Please print every one of the items below word for word, with no changes.

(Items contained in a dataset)

-- begin --

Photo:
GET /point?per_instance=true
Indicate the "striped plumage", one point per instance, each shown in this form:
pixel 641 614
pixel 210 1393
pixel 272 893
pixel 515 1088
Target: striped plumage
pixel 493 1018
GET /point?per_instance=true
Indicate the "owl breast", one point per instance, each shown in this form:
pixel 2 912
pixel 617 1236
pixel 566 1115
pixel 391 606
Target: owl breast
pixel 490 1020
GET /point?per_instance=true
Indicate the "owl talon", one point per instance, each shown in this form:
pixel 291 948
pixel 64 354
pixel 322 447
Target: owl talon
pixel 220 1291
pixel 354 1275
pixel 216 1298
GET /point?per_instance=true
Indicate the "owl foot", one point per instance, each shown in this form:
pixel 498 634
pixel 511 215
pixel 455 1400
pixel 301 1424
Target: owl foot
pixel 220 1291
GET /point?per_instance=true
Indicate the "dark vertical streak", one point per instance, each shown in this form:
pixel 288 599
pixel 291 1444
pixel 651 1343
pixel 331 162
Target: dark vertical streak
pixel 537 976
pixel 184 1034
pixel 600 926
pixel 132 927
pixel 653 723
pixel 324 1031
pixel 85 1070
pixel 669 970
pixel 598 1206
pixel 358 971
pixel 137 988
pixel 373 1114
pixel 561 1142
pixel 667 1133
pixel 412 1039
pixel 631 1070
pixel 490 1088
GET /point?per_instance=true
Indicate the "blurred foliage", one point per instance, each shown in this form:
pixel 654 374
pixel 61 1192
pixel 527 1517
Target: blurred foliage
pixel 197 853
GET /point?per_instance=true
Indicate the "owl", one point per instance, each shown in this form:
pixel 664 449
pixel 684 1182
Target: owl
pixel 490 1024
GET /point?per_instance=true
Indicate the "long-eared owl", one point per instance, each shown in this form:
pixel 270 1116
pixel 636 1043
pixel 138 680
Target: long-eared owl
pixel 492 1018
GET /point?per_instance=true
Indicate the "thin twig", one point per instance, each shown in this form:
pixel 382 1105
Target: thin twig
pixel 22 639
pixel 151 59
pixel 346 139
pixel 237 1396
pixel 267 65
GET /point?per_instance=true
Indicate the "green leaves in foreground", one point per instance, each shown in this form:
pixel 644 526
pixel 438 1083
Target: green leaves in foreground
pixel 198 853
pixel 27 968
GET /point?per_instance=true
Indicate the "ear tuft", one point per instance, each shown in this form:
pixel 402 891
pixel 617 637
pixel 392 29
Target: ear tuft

-- end --

**Exercise solution**
Photo:
GET /point?per_instance=true
Indicate the "striped plumage", one point per instance, each shown in this form:
pixel 641 614
pixel 210 1393
pixel 272 893
pixel 515 1088
Target: striped plumage
pixel 493 1018
GET /point?per_instance=true
Indicate the "owl breast", one point per instance, each shown in this form:
pixel 2 912
pixel 617 1236
pixel 566 1115
pixel 391 606
Target: owl breast
pixel 490 1020
GET /point?per_instance=true
Indicate the "owl talon", one point per instance, each shown in this form:
pixel 291 948
pixel 64 354
pixel 322 447
Target: owl talon
pixel 220 1291
pixel 354 1275
pixel 216 1298
GET /point?per_instance=true
Indicate the "owl foot", one point per instance, each shown in this form:
pixel 498 634
pixel 511 215
pixel 455 1400
pixel 301 1424
Target: owl foot
pixel 220 1291
GET /point?per_instance=true
Indicate the "dark vertical streak", one point per instance, each shown in this form:
pixel 288 599
pixel 291 1444
pixel 651 1343
pixel 331 162
Target: dark vertical streak
pixel 537 976
pixel 184 1034
pixel 600 926
pixel 132 927
pixel 653 723
pixel 324 1031
pixel 85 1070
pixel 669 970
pixel 598 1206
pixel 358 971
pixel 137 988
pixel 373 1114
pixel 561 1142
pixel 667 1133
pixel 412 1039
pixel 631 1070
pixel 490 1088
GET /point?per_instance=true
Indicate the "blurred foliage", one point per instance, each shown in this form:
pixel 654 374
pixel 61 1192
pixel 527 1517
Target: blurred foliage
pixel 197 853
GET /point?per_instance=true
Indicate the "owl", one point per instance, each shown in this form:
pixel 664 449
pixel 684 1182
Target: owl
pixel 490 1024
GET /point?per_instance=true
Indicate the "long-eared owl", one point per instance, each shown in this form:
pixel 270 1116
pixel 636 1043
pixel 138 680
Target: long-eared owl
pixel 492 1018
GET /point?per_instance=true
Indicate the "thin twig", one point per instance, each shown in this form:
pixel 382 1105
Target: thin twig
pixel 22 639
pixel 151 59
pixel 346 139
pixel 237 1396
pixel 267 65
GET /point?per_instance=true
Indicate the "green leaves in foreground", one point per instance, each shown in this form:
pixel 644 526
pixel 438 1083
Target: green leaves in foreground
pixel 198 853
pixel 27 968
GET /point?per_instance=true
Indicate the "ear tuft", one point per instance, each shown in this form:
pixel 402 891
pixel 617 637
pixel 392 29
Target: ear tuft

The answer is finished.